==== DATASET ROWS ====

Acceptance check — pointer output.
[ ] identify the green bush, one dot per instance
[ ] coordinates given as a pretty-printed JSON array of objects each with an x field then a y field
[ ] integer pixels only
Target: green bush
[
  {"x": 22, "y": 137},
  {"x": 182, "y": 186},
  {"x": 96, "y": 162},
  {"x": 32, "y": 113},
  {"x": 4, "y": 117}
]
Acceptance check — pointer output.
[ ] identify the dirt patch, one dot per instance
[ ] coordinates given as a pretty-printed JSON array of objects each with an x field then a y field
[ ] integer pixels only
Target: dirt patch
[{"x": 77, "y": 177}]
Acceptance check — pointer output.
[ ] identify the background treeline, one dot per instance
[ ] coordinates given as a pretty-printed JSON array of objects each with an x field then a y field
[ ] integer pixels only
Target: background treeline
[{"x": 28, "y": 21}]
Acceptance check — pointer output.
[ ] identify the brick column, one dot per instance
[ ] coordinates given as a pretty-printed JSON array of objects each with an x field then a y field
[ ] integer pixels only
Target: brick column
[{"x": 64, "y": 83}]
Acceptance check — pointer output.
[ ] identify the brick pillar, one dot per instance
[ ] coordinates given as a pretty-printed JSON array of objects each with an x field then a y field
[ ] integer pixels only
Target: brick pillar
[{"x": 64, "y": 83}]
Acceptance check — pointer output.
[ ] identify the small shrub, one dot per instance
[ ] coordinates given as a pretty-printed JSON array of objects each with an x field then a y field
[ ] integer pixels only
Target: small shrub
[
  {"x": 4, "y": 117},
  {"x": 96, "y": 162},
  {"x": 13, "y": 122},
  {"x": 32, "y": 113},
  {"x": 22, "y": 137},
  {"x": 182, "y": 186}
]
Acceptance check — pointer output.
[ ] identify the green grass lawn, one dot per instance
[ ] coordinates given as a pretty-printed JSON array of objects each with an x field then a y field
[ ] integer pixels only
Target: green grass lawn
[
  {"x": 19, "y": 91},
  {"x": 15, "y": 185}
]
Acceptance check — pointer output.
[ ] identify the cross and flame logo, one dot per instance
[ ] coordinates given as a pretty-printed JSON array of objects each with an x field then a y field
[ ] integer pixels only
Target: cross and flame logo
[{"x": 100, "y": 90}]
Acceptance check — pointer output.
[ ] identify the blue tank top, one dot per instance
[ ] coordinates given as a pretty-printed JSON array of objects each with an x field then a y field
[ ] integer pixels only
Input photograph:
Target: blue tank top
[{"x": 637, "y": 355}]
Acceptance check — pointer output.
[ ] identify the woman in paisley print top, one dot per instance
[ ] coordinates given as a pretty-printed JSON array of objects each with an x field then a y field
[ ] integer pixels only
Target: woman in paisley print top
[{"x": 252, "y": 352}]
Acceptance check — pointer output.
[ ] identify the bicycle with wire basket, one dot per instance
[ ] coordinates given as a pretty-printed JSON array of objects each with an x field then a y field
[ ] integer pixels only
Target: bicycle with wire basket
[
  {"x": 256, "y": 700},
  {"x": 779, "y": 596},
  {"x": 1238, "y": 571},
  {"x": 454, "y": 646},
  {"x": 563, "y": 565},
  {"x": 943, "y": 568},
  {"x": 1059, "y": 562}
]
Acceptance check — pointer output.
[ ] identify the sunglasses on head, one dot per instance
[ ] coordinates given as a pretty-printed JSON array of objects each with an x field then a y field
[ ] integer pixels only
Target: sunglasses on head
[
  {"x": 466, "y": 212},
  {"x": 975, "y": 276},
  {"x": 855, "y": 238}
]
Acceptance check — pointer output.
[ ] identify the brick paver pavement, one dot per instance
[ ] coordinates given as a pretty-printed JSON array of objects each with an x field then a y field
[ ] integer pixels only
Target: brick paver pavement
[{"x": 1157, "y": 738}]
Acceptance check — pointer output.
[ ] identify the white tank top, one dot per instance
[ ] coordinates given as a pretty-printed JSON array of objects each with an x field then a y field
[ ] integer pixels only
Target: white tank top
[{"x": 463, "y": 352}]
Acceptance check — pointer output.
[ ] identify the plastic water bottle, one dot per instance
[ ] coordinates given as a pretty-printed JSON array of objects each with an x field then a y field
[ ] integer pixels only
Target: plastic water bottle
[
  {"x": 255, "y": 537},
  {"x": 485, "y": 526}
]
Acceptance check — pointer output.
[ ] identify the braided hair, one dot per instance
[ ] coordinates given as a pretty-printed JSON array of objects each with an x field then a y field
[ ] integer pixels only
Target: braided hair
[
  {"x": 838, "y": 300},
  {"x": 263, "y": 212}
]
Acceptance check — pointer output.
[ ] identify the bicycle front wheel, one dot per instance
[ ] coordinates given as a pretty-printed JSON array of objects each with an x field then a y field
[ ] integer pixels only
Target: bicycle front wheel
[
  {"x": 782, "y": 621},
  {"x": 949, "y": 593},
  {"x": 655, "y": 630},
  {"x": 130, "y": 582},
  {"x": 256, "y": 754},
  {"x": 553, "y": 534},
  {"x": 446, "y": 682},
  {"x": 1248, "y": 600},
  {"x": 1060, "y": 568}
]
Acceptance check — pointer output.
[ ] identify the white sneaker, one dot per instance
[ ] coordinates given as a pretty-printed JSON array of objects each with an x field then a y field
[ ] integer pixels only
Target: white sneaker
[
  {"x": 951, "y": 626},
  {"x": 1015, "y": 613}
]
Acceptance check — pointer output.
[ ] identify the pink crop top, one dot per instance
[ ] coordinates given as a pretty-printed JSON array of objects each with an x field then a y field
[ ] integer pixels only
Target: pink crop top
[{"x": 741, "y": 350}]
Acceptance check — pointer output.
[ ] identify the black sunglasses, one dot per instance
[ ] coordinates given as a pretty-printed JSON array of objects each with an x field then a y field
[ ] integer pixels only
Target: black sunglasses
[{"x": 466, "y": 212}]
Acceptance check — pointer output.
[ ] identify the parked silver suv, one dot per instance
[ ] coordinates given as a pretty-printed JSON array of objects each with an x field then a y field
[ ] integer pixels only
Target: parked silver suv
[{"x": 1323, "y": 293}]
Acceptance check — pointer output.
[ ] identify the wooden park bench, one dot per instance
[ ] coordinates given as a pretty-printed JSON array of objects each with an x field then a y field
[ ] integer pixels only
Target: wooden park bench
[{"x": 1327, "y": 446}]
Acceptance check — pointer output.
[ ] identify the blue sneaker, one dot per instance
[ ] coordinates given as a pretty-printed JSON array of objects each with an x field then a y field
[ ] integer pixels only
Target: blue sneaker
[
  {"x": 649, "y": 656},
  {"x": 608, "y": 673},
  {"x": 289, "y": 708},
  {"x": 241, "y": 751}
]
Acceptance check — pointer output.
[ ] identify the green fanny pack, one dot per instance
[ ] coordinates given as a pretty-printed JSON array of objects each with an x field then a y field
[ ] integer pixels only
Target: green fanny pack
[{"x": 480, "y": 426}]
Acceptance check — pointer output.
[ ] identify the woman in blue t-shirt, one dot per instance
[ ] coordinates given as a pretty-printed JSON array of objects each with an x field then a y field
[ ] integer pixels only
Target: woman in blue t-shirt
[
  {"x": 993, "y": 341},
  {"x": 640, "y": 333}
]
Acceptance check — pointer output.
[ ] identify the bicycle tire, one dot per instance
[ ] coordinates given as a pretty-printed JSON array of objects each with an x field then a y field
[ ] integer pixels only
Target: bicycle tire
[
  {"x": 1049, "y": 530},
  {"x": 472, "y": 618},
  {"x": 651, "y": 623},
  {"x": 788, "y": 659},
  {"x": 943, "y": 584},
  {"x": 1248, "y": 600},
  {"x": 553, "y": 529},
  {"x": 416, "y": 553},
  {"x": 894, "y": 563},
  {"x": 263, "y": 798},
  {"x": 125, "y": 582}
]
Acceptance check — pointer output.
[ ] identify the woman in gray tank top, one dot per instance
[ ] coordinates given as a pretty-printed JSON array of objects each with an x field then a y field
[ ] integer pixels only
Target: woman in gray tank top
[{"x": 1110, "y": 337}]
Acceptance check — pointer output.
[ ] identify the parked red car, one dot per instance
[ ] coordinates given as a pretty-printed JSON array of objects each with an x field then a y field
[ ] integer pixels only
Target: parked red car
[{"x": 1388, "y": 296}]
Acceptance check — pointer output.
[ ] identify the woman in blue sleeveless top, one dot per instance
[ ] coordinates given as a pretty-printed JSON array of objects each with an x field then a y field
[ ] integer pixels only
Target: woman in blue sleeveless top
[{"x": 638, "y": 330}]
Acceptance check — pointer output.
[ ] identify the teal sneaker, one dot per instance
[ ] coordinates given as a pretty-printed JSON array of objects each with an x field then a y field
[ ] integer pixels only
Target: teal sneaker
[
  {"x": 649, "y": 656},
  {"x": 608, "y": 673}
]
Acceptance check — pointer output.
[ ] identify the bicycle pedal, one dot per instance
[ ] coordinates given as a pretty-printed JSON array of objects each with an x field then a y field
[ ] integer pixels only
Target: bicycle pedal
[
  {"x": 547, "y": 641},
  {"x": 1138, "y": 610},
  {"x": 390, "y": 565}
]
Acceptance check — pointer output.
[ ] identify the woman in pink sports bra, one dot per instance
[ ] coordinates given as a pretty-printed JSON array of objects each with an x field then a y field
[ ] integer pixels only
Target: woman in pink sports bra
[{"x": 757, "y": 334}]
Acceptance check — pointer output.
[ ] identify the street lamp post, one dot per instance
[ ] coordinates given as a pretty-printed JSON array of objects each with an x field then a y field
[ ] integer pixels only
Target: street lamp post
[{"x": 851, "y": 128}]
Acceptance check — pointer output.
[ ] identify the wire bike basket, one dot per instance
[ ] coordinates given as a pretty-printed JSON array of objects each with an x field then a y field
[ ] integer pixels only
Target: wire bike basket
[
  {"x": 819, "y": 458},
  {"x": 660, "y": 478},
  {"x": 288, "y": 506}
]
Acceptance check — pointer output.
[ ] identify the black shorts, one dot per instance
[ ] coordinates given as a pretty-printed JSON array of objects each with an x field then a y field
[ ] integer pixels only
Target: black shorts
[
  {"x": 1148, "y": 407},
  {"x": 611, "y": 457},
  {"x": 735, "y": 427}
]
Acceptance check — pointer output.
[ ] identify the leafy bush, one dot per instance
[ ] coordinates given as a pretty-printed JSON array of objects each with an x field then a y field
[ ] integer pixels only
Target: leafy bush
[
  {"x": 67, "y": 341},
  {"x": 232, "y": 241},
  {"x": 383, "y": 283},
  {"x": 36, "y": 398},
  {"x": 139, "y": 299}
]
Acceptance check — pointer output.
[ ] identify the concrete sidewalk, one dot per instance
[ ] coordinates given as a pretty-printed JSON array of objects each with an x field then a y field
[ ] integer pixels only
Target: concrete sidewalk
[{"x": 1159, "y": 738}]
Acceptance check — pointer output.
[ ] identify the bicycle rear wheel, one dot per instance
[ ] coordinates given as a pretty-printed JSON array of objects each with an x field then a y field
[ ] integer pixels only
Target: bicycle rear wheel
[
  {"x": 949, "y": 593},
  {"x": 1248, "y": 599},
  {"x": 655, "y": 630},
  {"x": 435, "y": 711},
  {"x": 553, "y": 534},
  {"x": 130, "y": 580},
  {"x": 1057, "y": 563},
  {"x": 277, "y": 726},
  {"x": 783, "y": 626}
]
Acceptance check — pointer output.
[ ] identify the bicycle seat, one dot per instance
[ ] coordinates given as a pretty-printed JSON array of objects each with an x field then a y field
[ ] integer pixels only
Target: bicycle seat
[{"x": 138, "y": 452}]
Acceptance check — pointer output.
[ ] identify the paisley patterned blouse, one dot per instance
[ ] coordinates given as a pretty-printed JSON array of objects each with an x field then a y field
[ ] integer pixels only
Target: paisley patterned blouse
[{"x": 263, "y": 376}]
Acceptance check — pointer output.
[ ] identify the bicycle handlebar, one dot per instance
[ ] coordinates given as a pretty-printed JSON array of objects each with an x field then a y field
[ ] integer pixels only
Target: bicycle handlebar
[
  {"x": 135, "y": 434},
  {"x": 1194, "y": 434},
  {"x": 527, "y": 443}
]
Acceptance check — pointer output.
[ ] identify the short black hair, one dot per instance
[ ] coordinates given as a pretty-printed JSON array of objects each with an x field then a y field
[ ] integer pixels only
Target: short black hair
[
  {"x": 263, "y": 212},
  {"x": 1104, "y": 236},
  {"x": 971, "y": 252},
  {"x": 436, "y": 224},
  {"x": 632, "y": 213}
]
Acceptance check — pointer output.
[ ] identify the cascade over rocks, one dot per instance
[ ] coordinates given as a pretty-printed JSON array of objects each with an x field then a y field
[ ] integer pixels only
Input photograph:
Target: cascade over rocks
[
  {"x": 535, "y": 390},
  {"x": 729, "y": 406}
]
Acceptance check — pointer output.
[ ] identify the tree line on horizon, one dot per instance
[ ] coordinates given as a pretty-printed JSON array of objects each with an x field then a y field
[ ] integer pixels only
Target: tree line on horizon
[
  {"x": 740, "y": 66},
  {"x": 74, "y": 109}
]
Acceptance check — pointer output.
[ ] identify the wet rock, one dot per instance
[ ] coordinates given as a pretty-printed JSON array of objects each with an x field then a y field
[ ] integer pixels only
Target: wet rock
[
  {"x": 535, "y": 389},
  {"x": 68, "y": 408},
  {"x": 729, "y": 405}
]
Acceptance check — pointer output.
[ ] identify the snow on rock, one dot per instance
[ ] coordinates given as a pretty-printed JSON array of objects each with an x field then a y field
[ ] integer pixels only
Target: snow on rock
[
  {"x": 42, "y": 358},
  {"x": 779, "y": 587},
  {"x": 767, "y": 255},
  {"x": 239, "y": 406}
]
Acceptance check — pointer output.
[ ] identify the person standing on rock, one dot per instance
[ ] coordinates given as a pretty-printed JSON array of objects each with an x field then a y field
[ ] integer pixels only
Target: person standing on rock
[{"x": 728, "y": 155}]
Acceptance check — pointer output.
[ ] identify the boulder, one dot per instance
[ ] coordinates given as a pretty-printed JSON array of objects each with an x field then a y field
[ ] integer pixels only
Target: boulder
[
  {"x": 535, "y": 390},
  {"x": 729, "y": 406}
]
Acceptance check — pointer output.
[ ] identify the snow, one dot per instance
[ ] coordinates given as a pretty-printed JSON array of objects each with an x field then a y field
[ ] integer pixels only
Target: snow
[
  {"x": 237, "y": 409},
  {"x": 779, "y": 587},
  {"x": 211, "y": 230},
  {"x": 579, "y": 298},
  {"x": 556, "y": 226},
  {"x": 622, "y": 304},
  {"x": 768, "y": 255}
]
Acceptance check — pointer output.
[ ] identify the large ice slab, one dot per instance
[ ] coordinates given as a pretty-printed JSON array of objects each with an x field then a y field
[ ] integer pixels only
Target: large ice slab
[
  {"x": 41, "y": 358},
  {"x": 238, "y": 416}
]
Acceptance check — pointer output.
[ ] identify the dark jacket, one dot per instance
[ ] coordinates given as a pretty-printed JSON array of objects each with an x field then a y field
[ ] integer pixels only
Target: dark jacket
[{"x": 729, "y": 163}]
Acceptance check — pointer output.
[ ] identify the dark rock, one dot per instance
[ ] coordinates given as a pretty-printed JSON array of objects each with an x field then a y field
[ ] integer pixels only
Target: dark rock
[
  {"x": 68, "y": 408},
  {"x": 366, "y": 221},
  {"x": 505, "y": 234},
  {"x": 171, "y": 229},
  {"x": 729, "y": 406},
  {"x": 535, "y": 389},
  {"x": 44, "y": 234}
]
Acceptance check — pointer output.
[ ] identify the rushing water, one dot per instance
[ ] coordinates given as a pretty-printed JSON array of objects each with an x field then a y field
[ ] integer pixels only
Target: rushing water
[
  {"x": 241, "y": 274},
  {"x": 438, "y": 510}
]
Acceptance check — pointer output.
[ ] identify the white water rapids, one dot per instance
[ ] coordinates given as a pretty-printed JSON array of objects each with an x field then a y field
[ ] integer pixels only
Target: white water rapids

====

▸ **TASK TO COMPLETE**: Extract every line of the material that contains the string "background", matching case exactly.

▸ **PROBLEM SOLUTION**:
[ ] identify the background treeline, one dot per instance
Target: background treeline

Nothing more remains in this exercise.